• DO THIS:
Quote the lines below from the one containing "Reviewer note: check that each instance of the green moss" to the final line, both ends included; exclude the pictures.

• Items listed in a dataset:

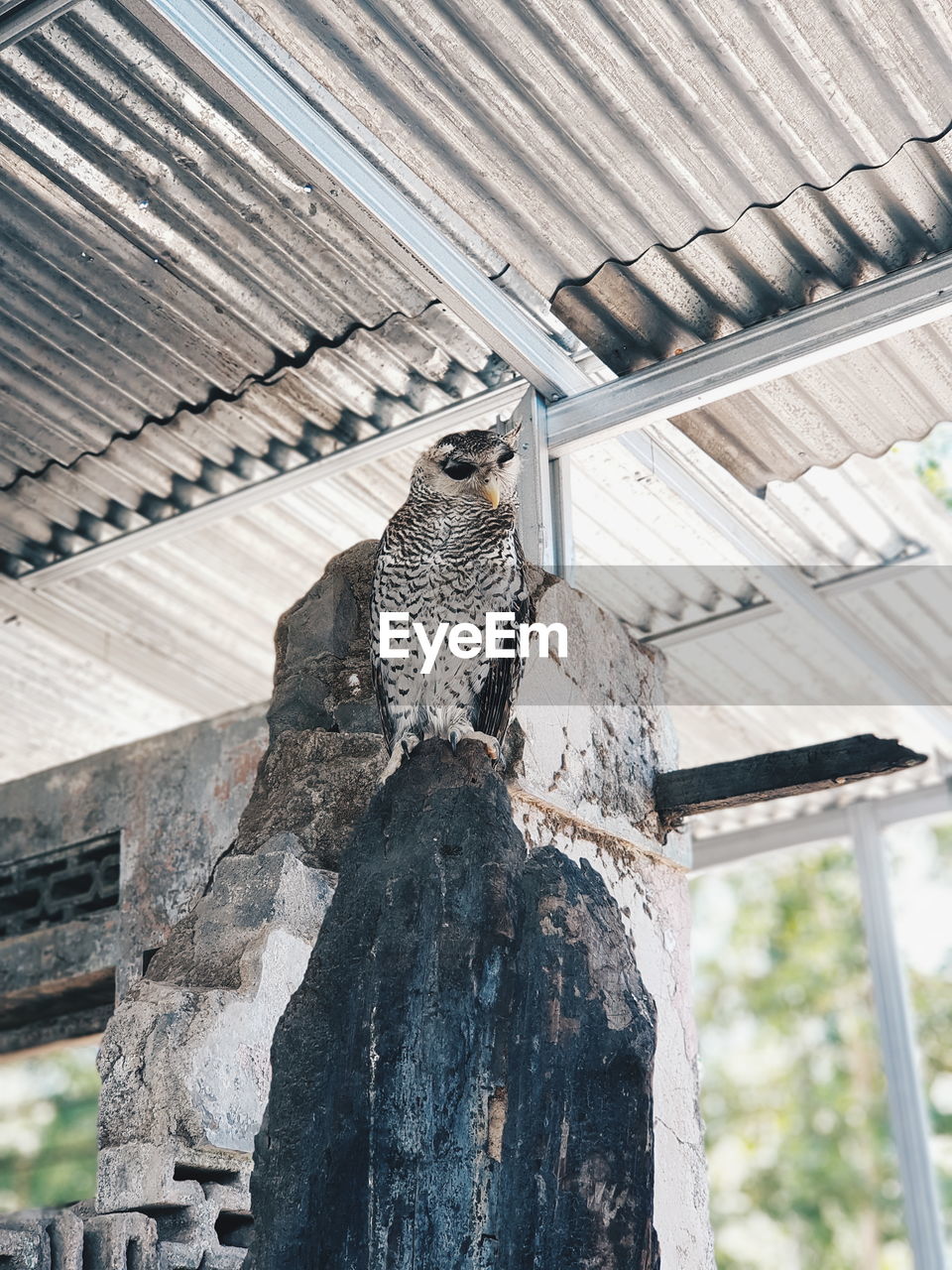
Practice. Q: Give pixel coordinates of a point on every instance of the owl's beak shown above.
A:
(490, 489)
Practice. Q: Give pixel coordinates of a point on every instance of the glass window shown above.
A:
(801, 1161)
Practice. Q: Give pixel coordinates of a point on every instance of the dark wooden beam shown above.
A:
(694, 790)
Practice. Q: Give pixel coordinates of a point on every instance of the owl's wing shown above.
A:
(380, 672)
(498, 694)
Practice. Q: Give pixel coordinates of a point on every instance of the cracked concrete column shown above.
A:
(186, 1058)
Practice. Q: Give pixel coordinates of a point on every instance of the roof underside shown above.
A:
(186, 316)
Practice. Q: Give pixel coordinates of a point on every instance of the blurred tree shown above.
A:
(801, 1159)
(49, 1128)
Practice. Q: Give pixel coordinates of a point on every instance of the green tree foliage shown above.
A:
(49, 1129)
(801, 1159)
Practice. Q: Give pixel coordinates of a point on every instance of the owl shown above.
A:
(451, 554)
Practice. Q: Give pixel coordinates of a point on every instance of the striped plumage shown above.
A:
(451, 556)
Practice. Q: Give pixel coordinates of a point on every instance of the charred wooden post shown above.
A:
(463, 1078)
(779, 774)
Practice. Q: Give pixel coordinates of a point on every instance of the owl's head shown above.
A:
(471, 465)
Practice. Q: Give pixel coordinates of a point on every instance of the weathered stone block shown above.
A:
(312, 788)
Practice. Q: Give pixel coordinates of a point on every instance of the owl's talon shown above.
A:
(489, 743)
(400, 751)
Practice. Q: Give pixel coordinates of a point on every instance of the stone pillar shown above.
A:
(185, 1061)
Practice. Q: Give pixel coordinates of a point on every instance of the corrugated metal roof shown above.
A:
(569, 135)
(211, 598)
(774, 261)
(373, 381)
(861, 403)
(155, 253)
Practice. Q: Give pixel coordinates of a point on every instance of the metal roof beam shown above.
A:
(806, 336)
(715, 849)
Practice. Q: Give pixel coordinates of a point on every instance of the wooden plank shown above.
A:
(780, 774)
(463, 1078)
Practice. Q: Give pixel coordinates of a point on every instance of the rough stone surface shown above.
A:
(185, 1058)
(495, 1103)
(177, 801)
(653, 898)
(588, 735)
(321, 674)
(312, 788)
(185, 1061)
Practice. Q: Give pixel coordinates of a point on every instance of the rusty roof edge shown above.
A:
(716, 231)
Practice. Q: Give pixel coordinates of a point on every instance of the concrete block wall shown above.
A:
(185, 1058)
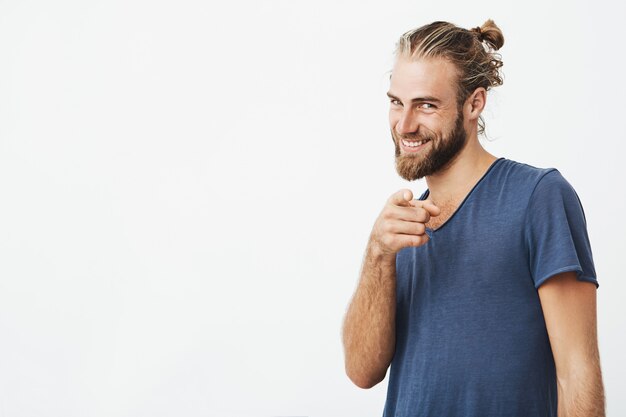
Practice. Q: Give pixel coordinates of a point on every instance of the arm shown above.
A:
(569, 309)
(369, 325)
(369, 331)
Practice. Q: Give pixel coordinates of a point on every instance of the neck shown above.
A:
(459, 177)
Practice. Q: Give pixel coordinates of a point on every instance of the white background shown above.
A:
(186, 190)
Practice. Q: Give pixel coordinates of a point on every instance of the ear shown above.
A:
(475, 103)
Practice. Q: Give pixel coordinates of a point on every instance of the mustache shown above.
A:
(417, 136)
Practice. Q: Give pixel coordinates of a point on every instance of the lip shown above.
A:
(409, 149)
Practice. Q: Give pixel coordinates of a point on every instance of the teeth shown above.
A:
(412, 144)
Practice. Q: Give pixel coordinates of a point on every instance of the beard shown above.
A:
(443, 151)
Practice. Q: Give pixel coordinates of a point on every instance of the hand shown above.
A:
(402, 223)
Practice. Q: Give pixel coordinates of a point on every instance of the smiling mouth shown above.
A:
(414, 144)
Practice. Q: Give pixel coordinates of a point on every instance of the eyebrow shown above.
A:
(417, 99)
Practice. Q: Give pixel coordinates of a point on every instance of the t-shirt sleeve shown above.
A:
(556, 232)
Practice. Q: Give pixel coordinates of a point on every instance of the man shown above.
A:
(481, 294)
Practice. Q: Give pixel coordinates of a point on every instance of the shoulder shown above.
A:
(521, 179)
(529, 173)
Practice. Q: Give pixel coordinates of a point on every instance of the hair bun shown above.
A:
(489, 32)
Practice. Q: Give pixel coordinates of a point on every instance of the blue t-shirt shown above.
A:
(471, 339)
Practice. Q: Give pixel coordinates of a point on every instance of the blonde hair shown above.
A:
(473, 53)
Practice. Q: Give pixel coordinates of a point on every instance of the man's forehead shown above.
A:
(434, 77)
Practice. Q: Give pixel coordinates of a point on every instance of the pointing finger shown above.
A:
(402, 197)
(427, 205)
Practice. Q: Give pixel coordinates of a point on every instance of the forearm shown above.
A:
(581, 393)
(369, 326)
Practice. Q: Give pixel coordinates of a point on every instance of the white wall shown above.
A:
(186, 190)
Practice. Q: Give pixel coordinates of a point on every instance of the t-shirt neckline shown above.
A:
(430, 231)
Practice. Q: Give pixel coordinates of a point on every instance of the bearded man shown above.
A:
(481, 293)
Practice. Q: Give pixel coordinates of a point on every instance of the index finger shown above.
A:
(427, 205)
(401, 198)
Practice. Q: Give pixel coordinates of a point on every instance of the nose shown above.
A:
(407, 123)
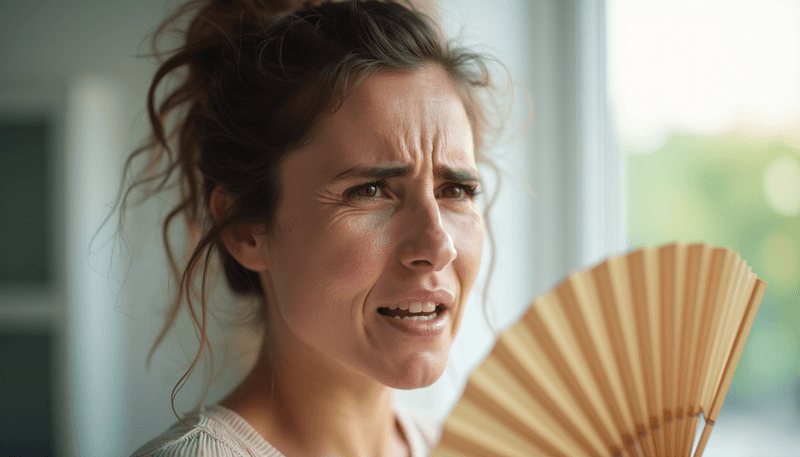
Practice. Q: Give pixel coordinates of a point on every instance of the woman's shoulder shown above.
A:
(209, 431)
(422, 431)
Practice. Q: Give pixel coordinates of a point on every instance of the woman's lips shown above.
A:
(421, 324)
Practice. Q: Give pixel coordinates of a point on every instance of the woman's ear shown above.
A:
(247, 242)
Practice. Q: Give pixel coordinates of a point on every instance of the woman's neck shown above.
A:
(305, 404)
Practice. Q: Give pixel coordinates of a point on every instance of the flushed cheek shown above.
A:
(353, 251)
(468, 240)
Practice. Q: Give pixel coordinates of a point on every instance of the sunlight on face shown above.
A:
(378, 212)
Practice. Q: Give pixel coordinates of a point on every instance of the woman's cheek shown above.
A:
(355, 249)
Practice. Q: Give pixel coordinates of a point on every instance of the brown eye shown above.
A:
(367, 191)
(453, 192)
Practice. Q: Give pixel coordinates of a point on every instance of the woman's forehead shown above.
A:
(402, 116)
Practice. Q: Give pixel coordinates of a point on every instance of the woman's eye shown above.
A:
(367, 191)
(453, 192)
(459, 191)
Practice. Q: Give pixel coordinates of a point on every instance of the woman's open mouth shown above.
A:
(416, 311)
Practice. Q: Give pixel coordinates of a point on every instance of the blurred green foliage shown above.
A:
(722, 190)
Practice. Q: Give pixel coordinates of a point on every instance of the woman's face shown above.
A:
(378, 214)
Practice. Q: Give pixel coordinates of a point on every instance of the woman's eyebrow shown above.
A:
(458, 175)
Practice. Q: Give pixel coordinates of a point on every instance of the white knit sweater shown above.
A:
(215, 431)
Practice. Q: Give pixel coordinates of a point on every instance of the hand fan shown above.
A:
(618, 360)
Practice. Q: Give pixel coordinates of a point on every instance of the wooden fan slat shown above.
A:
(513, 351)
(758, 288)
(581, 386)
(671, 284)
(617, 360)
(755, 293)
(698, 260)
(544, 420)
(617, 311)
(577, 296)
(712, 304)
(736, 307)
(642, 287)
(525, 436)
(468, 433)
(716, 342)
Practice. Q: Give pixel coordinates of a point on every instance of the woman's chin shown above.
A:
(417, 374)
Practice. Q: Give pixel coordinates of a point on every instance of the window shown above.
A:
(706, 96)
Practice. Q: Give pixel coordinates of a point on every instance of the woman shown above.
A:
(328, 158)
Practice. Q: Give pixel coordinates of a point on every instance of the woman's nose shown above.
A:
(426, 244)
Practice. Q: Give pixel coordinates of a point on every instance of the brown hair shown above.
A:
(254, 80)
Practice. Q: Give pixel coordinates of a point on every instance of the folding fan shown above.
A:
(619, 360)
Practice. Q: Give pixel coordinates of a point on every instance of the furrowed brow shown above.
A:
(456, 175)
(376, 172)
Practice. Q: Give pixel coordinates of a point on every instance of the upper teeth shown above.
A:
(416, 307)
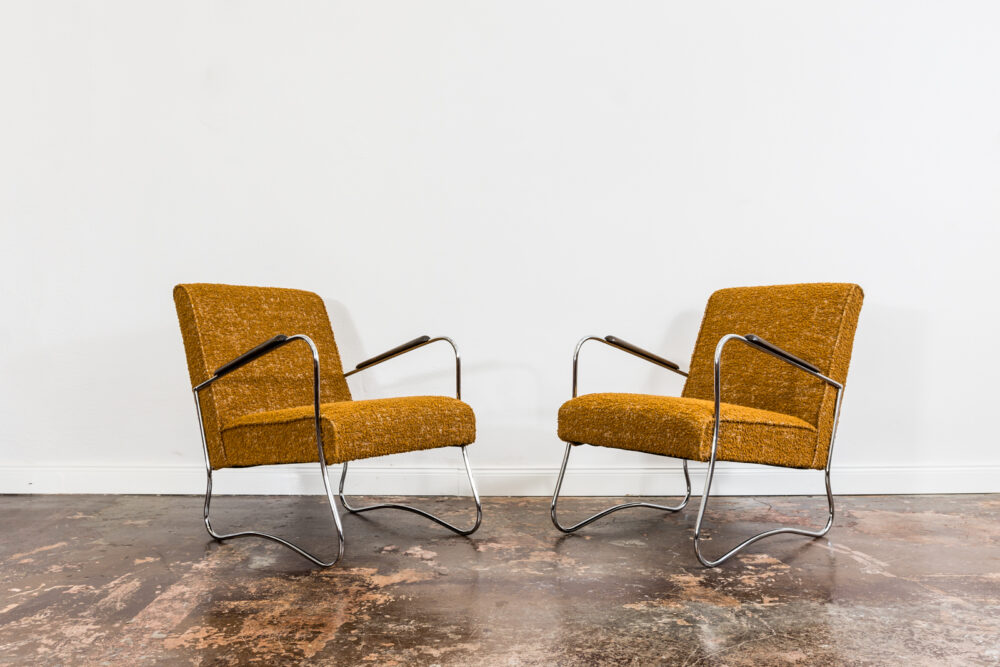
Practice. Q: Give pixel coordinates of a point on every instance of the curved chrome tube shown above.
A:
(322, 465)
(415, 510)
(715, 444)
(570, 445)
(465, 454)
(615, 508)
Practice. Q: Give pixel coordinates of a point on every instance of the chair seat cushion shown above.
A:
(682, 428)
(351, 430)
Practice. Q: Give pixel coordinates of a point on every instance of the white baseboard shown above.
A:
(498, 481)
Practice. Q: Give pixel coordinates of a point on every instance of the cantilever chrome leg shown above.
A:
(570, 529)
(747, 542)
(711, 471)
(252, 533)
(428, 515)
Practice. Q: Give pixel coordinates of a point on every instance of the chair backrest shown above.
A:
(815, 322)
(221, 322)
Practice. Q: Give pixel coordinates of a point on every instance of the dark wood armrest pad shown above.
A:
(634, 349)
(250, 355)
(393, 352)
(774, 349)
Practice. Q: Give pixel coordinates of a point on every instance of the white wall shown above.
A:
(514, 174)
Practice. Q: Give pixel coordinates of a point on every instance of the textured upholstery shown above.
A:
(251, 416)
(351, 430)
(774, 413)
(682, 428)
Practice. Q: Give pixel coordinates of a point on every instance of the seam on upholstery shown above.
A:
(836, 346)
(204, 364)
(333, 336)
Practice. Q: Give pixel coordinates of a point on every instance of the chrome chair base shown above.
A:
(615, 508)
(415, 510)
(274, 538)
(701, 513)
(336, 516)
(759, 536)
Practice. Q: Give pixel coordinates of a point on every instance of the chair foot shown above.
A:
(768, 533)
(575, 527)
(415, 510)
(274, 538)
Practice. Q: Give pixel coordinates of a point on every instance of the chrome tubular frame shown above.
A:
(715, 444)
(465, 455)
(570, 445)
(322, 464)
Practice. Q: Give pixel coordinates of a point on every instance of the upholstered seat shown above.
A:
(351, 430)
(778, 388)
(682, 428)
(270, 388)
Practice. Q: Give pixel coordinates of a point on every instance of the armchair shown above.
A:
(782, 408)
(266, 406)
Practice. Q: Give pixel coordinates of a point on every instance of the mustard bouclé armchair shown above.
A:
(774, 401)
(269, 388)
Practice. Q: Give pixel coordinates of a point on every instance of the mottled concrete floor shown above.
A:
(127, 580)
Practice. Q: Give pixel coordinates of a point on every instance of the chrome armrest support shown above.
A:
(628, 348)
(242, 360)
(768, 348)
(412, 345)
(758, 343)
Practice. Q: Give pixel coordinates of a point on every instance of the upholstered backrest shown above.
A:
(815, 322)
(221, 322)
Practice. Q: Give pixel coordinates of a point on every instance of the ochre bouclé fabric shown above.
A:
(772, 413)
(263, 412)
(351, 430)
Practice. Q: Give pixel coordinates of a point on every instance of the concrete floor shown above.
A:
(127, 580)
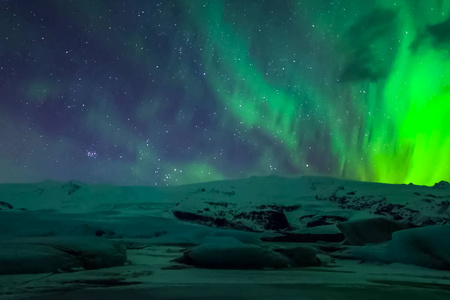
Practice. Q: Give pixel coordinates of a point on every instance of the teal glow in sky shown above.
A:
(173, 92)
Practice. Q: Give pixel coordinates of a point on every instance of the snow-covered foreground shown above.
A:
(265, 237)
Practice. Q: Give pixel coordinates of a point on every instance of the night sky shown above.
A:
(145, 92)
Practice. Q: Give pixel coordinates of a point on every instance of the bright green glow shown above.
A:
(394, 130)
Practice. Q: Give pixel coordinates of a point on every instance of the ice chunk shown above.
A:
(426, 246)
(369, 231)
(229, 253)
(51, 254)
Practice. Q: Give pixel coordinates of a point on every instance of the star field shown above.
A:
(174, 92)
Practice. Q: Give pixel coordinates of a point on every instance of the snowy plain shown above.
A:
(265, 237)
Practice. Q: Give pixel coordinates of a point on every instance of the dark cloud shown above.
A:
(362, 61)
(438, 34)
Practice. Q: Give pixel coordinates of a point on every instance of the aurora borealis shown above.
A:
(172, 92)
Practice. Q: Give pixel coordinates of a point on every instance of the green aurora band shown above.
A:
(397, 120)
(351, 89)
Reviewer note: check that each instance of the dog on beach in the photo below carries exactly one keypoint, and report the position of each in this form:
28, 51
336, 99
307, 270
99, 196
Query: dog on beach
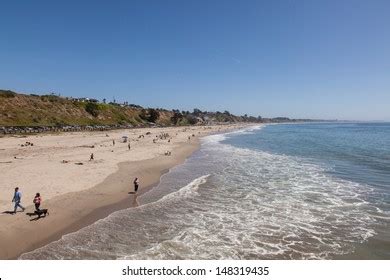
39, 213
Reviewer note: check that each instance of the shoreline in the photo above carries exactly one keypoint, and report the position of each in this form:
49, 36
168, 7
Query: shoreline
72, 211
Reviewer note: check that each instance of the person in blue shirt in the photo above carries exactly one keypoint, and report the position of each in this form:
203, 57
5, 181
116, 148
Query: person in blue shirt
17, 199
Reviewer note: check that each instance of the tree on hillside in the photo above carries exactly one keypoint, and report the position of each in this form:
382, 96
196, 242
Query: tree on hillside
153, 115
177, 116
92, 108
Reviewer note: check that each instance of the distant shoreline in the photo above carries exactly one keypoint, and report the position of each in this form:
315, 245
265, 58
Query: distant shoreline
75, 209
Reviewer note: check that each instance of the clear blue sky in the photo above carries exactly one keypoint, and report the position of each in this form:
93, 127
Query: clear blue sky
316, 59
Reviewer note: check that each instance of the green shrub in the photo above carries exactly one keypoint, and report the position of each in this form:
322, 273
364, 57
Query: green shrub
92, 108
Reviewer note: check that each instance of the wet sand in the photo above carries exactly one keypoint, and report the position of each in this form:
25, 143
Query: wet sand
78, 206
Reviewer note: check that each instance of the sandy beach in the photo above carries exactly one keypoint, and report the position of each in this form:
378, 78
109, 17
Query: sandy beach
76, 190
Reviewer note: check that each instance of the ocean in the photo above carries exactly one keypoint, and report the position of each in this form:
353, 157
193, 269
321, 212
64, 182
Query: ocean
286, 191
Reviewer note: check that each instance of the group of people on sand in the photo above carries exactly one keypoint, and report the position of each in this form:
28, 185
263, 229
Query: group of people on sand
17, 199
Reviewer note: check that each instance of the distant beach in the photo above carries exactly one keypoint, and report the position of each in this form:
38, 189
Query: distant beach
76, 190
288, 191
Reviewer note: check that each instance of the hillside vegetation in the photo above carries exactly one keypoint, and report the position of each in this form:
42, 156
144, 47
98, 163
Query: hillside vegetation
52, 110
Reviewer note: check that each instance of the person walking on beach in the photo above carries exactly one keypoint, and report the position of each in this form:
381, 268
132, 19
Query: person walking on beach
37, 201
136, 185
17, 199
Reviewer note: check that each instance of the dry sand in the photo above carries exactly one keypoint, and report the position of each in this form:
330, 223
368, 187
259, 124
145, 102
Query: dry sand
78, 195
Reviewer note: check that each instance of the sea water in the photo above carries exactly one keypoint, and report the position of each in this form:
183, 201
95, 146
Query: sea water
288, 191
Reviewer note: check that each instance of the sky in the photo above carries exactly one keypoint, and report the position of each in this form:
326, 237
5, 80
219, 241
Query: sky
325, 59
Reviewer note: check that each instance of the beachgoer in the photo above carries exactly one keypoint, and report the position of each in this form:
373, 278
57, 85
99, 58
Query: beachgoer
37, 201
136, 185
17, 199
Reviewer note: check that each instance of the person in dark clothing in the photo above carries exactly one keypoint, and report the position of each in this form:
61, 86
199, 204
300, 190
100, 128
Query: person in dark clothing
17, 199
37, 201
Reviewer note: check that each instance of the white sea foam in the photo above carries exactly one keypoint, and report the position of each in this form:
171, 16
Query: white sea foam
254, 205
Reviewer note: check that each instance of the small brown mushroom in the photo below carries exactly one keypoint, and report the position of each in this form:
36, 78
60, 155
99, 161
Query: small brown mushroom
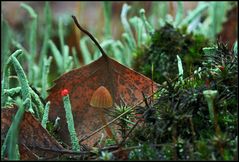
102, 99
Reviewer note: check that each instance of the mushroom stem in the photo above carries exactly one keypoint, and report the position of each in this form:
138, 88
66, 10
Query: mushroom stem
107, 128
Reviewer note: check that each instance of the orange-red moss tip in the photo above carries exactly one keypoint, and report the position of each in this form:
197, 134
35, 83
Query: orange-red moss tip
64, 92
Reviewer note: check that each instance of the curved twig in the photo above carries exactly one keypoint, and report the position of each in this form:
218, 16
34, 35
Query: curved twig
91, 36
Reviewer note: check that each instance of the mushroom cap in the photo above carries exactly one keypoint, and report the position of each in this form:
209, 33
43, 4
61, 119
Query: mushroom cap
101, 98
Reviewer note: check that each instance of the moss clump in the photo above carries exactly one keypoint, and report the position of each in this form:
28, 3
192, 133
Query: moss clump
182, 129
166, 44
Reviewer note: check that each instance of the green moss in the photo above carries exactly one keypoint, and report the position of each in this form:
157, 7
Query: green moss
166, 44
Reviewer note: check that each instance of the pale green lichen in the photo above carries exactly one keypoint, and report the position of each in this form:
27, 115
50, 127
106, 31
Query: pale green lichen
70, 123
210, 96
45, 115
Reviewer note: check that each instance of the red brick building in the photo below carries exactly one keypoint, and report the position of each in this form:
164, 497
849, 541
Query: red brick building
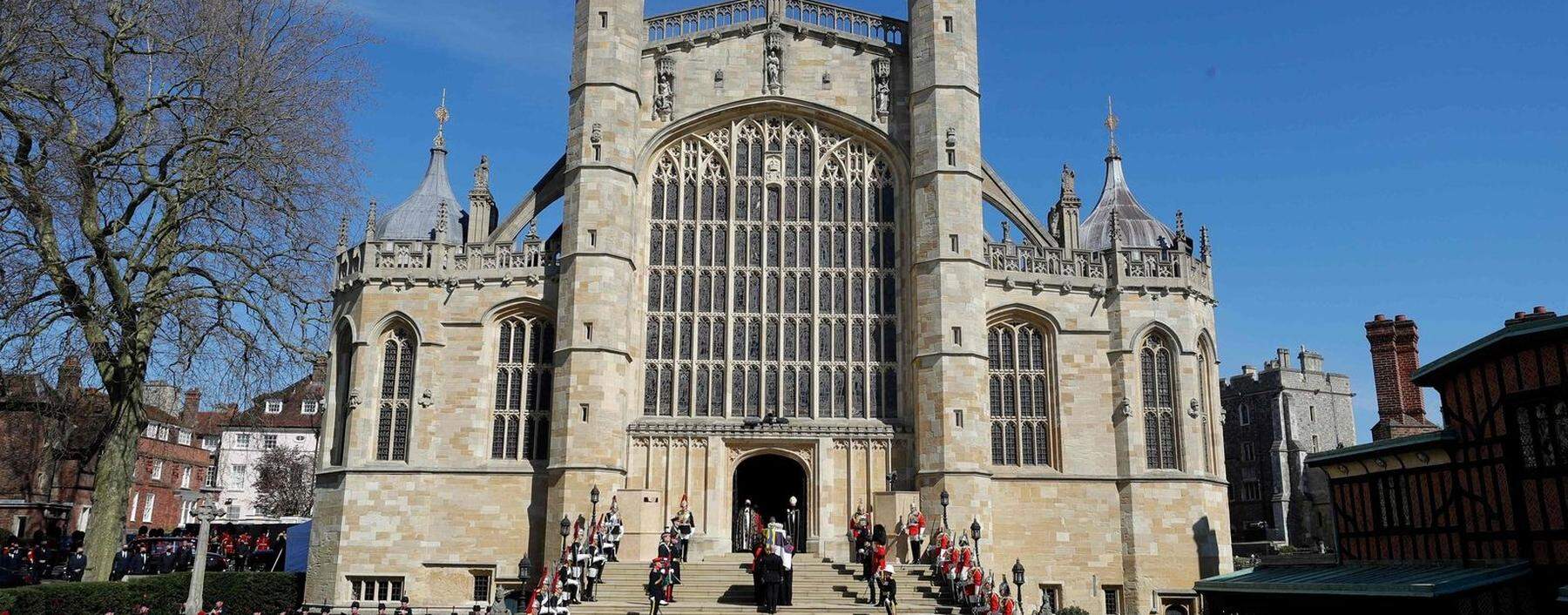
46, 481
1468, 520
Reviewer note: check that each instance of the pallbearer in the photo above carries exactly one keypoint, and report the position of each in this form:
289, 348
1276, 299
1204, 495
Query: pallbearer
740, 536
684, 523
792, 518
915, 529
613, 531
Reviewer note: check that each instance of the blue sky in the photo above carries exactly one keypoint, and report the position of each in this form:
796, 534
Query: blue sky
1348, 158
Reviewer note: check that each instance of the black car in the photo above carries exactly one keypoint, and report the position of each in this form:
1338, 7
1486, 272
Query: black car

• RESPONSE:
Reviewer note: check that each instance of the green moss in the photo above carries exactly one keypoint, and report the position of each in this form:
157, 7
Query: green moss
166, 44
Reviewer note: check that each instance of the pale green lichen in the photo above carries exactly one keypoint, and report the position of each in this form:
27, 115
50, 127
106, 31
Query: pale green lichen
70, 123
210, 96
45, 115
Reviewer note: check that each instance of the red brick building in the photo below carries exactly one keypoint, and report the position of each in this form:
164, 497
849, 541
Query: red brick building
46, 481
1468, 520
Reviewer note: check that each instance of the pallbearer in the photo above carries exactly one keypoint, and report the position of each in this form:
289, 348
1276, 299
1204, 495
Query: pallbearer
740, 536
684, 523
792, 518
915, 529
613, 531
Reviewer note: check that each instance of the blue sky in the photo above carries exactly one keypoint, and report the position of each in this form:
796, 534
Query: blue sky
1348, 158
Reviewer note: check that each instance of the black car in the photo above carries exactly one keypoint, and report the position of each in this form:
1338, 7
1486, 272
Query: black car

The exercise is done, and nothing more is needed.